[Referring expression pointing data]

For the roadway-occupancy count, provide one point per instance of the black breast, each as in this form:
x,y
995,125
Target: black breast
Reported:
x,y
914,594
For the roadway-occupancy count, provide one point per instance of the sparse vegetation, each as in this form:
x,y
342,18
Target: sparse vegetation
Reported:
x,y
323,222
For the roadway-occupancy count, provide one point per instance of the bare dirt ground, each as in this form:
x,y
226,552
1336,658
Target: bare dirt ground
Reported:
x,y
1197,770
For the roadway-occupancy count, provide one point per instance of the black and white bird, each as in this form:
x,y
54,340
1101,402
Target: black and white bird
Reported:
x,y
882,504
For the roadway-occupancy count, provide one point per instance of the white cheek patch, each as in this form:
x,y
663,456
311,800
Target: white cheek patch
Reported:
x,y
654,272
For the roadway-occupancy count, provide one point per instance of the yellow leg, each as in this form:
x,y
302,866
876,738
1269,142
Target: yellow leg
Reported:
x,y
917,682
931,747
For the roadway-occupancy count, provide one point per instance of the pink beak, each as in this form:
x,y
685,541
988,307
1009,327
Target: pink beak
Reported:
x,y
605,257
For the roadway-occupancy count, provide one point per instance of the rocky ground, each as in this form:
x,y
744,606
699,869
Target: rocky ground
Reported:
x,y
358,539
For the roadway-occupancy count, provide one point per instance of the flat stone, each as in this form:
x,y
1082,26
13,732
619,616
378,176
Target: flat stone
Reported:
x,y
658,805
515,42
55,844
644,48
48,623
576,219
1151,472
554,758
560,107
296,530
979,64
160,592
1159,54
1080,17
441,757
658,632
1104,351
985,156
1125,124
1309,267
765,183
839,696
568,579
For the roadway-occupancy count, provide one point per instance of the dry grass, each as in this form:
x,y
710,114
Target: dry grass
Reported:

What you have to do:
Return the entries above exactly, each one complete.

Result:
For the roadway-occupancy count, provide one point per instance of the black breast, each as in this form:
x,y
995,125
Target: black breast
Reported:
x,y
914,594
For the roadway-occupancy count, provide one point per instance of the sparse vegetation, each as in this form:
x,y
342,18
Target: sparse vegetation
Reported:
x,y
323,222
For the roadway-occupancy count, provide one point per instance of the bare dirt ground, each as in this form:
x,y
226,552
1336,658
Target: bare dirt ground
Reported:
x,y
1197,770
For the roadway-occupancy count, provide one point per instance of the black and white bird, each as in this form:
x,y
54,340
1101,402
Target: black and white bird
Reported:
x,y
882,504
For the roadway-occupancy count, provide one point per instance of the white cheek patch, each as in this form:
x,y
663,456
311,800
Target: white cheek patch
Reported:
x,y
654,272
For the roadway-occupancy count, provide one point per instance of the yellow leg, each as in this form:
x,y
302,866
876,738
1269,142
Target: yellow leg
Reported:
x,y
917,682
931,747
For the roadway-occupancy count, provide one point per instance of the pink beak, each as in this form:
x,y
685,541
988,307
1009,327
Target: pink beak
Reported:
x,y
605,257
For the roadway-occupancy count, provide one point per instance of the rocky ground, each as in this form:
x,y
744,606
699,869
Target: rocky ground
Reported:
x,y
358,539
For the roadway-occupancy count, provide one point per instance of the flat stone, each as in this form:
x,y
1082,26
13,732
619,616
378,176
Target: flat stone
Reported:
x,y
658,805
515,42
55,844
644,48
48,623
576,219
1151,472
554,758
560,107
296,530
979,64
160,592
1159,54
1080,17
441,757
658,632
1104,351
985,156
1125,124
1309,267
765,183
839,696
568,579
For the roadway-occupancy count, provide one point per instance of the dry grass, each as in this form:
x,y
710,114
Target: dry grass
Reported:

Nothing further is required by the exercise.